THE TASK
All of the data below should be written out exactly.

RECORDS

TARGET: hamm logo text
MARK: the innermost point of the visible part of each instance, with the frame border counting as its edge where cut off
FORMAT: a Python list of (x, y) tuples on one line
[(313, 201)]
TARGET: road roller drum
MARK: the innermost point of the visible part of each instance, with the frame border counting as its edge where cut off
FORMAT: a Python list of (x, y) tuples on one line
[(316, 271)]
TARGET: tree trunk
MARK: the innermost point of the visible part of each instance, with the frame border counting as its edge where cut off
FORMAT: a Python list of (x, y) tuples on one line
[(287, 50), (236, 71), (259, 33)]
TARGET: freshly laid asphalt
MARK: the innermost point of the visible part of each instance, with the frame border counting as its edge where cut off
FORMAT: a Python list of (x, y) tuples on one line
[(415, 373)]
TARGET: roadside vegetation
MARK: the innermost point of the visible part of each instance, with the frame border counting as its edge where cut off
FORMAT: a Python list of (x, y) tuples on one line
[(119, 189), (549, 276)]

ANSWER TO THIS PROBLEM
TARGET: hamm logo text
MARK: the innermost point of the visible part of each instance, with the frame border counting as its edge where cut off
FORMAT: a Python list of (x, y) tuples on one line
[(313, 201)]
TARGET: road roller drum
MARK: the innermost point of the visible part of each instance, with the frame border counting as its edge where cut off
FORMAT: a Python list of (x, y) tuples on one line
[(316, 271)]
TARGET: tree trunk
MARK: the innermost point of the visible part of each instance, with the frame border counting as its edge where cut off
FORMAT: a Python list of (x, y) tuples on one line
[(287, 50), (236, 71), (259, 33)]
TARGET: freshly laid asphalt
MARK: the innermost point of the visible part of each instance, with the frame border counting as its edge where cut off
FORMAT: a Python list of (x, y) tuples on one line
[(415, 373)]
TARGET: roadside vegetation
MARK: the innermost point of the visible part of each instance, with the frame border counting as its edge where cut off
FORMAT: a Python list of (x, y) tuples on one line
[(119, 189), (549, 276)]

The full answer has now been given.